## [Written problem 1]
In the port forwarding thread, which port does the uTorrent port checker report as open?
## [Written problem 2]
Continue the port forwarding thread from its last line.

## [Source passage]

# # # #

What is the make and model of your modem and router? In addition, try checking the ports with the PF port checker to see the status of the ports.


----------



## hades4u (Sep 21, 2009)

I checked, and it say that no port is open, but at wireless site it say it is...

I am using MSI RG54SE II


----------



## hades4u (Sep 21, 2009)

*Port forwarding problem.*

Hello everyone.
I have a port forwarding problem.
In my ports list, there are open: 43594,28960,28961.
But, the uttorent port checker say that only 43594 is opened...
Someone help please.


----------



## koala (Mar 27, 2005)

*Re: Portforwarding problem.*

Do you have a problem with utorrent or with a game?


----------



## hades4u (Sep 21, 2009)

*Re: Port forwarding problem.*

I must open the port 28960 but I can't..in the list of ports 28960 is open, I just use utorrent to check if it is -.-

Edit: U removed my xfire adress and my cod 5 problem ... pff...


----------



## koala (Mar 27, 2005)

# # # #

## [Data entries]
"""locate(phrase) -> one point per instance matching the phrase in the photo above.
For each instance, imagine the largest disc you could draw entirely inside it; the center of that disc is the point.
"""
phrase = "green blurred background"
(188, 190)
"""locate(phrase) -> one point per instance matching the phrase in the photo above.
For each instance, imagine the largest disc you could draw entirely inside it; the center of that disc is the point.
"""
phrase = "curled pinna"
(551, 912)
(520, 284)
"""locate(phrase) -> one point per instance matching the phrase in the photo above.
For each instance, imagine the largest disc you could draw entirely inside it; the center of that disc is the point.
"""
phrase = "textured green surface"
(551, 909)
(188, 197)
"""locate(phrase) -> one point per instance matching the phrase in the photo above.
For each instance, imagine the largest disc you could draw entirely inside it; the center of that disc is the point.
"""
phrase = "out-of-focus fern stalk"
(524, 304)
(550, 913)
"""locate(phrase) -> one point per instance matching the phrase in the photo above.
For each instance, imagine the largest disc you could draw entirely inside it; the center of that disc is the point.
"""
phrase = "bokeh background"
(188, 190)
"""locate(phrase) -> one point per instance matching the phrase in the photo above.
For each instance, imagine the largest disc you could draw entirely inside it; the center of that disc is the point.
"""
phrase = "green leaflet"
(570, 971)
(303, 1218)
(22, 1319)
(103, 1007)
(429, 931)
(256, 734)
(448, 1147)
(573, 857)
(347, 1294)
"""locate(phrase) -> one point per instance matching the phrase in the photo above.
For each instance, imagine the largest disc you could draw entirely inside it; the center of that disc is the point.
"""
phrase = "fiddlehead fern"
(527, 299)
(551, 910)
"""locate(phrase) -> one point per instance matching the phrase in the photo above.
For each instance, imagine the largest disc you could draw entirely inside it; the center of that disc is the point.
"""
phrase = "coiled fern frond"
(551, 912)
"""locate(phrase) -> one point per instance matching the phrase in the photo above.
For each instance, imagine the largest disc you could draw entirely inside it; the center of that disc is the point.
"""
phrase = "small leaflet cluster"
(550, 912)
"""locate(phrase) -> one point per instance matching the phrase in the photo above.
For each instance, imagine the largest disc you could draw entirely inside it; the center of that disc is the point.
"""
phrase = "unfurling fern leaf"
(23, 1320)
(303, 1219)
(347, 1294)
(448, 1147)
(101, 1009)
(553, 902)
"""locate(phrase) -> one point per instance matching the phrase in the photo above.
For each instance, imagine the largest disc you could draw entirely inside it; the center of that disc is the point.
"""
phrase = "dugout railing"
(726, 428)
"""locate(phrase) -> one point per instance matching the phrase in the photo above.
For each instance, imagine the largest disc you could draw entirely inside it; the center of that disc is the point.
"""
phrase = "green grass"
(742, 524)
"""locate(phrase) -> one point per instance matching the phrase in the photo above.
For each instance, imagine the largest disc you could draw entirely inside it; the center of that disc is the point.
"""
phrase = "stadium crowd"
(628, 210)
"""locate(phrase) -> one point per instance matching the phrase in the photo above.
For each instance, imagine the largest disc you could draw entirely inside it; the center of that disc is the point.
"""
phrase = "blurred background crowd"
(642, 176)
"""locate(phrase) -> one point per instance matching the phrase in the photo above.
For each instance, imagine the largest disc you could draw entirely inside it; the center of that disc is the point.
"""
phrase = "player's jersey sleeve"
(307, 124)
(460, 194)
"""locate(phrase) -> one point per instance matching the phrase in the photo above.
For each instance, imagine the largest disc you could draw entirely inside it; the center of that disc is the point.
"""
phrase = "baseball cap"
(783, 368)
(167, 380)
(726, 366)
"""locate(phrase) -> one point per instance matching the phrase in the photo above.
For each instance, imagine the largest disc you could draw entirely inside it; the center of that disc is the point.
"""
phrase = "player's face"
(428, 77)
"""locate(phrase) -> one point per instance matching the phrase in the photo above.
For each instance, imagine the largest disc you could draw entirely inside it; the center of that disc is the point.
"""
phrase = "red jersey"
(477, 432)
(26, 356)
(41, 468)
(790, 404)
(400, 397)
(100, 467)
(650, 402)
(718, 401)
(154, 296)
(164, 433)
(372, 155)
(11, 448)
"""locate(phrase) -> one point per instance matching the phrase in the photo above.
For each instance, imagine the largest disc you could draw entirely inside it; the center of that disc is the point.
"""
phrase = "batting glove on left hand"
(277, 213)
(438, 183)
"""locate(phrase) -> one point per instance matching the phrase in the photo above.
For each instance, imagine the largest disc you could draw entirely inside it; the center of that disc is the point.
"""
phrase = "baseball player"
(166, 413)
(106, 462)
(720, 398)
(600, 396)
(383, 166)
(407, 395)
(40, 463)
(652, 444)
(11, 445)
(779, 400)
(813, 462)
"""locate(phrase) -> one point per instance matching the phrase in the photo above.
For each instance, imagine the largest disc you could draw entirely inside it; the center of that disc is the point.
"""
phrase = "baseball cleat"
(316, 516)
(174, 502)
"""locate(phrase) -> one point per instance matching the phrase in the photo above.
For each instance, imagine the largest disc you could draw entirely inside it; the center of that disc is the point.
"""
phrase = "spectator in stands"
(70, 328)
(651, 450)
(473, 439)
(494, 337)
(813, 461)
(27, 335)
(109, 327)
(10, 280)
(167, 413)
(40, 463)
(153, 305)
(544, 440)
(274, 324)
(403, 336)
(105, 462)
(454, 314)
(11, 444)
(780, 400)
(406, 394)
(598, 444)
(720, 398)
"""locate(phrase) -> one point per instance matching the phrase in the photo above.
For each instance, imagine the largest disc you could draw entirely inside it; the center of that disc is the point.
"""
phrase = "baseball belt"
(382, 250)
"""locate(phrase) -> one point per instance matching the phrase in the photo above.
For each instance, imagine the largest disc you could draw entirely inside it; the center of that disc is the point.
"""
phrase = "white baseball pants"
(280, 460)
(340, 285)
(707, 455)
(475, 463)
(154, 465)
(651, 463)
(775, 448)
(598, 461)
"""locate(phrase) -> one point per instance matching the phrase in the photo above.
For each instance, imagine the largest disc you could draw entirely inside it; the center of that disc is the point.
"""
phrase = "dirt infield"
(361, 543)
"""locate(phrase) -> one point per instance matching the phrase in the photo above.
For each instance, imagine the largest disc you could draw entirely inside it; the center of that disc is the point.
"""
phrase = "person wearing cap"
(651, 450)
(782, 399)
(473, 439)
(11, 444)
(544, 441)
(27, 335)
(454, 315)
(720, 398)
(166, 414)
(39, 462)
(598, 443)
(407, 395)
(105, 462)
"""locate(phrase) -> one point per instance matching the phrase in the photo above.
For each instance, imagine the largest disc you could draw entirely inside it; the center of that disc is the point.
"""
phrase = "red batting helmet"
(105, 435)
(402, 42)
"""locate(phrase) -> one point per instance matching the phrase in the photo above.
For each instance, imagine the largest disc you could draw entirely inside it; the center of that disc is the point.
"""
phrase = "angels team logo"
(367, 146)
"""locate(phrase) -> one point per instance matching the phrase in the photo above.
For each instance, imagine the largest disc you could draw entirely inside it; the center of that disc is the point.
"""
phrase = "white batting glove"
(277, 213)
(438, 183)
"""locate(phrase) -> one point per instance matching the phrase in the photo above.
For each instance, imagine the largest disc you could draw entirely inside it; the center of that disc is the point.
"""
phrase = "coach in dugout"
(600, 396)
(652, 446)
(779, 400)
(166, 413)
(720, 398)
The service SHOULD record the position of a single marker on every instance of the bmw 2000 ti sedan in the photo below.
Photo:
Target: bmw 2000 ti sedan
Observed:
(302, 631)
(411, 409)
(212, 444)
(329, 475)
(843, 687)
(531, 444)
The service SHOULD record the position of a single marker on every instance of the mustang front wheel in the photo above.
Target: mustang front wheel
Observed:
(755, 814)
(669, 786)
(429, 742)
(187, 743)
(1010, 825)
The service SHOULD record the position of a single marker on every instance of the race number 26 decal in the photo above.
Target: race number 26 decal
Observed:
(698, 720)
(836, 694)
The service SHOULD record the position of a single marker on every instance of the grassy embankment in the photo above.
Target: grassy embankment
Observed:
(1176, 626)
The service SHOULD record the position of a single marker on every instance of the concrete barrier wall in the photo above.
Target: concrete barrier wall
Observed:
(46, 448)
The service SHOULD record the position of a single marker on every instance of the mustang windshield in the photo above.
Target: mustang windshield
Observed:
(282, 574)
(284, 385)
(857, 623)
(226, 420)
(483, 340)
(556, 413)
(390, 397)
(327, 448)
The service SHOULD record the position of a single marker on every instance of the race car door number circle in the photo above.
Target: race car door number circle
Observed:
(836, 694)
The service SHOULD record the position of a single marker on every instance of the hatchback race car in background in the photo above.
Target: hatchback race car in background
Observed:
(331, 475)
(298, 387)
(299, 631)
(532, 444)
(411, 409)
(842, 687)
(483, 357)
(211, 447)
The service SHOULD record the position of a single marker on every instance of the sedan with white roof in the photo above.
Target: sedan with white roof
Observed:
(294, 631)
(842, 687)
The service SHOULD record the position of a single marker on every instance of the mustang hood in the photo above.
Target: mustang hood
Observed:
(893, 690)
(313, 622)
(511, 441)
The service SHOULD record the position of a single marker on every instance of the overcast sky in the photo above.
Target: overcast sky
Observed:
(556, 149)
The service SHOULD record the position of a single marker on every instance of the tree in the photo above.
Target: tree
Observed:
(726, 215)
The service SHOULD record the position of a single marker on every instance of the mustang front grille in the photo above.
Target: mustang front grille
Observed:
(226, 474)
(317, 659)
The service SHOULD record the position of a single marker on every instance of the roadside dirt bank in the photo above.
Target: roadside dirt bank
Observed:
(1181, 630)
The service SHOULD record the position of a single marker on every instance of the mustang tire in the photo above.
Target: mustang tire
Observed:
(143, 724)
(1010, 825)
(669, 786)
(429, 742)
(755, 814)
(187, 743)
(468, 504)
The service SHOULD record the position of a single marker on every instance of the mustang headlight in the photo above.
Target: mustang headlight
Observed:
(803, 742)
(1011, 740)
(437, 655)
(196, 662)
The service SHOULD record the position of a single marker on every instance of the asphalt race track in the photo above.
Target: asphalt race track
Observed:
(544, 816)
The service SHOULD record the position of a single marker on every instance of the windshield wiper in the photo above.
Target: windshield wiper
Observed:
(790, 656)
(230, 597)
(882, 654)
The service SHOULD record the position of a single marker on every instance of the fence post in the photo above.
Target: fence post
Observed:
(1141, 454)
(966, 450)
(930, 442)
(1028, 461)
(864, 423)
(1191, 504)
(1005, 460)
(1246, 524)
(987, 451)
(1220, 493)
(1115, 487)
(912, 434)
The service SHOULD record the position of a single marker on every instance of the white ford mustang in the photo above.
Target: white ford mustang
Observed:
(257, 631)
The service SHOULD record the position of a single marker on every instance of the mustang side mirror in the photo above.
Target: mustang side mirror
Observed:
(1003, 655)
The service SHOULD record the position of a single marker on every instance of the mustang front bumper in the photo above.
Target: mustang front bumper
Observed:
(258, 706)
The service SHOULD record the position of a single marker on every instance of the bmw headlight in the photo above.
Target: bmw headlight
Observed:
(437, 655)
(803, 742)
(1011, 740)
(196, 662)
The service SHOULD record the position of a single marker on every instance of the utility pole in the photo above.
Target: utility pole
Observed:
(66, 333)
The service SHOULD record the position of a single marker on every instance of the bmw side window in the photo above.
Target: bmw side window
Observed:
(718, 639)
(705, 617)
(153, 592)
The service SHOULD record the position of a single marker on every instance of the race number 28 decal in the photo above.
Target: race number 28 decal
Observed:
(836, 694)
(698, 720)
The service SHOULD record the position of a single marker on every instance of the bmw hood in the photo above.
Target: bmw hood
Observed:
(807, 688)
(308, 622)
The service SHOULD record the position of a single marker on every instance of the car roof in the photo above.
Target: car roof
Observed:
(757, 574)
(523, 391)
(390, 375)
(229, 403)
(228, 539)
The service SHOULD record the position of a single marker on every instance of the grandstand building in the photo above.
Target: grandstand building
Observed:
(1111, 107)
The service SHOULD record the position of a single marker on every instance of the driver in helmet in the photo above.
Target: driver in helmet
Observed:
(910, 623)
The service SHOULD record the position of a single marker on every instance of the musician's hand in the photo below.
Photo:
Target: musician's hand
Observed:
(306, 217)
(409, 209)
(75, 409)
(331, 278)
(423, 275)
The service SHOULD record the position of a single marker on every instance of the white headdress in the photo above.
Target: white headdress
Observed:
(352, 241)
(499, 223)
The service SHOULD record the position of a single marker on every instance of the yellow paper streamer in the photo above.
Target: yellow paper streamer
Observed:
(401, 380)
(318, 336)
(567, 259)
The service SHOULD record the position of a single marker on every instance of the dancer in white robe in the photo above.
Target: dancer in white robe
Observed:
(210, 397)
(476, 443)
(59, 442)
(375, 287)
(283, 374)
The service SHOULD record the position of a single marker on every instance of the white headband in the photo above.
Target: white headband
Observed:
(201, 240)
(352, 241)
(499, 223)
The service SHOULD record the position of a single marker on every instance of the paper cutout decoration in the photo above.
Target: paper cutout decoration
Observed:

# # # #

## [Final result 1]
43594

## [Final result 2]
*Re: Port forwarding problem.*

What game do you need to open port 28960 for, and what router/firewall are you using?

The utorrent port checker only checks the port utorrent is using, it doesn't check the ports for games or other programs.


----------



## hades4u (Sep 21, 2009)

*Re: Port forwarding problem.*

I need to open ports for Call of Duty 5 World at War so people can join my solo co-op game when I'm hosting... They cannot join it cuz they can't find it in lobby...

I am using MSI RG54SE II


----------



## koala (Mar 27, 2005)

*Re: Port forwarding problem.*

You need to forward ports 80, 443, 3074, 3075, 3478, 3479 and 5223 for both UDP and TCP protocols. More details *here*.


----------



## hades4u (Sep 21, 2009)

*Re: Port forwarding problem.*

I opened all that ports, and none still can't find my game


----------



## Lord Sirian (Jan 14, 2007)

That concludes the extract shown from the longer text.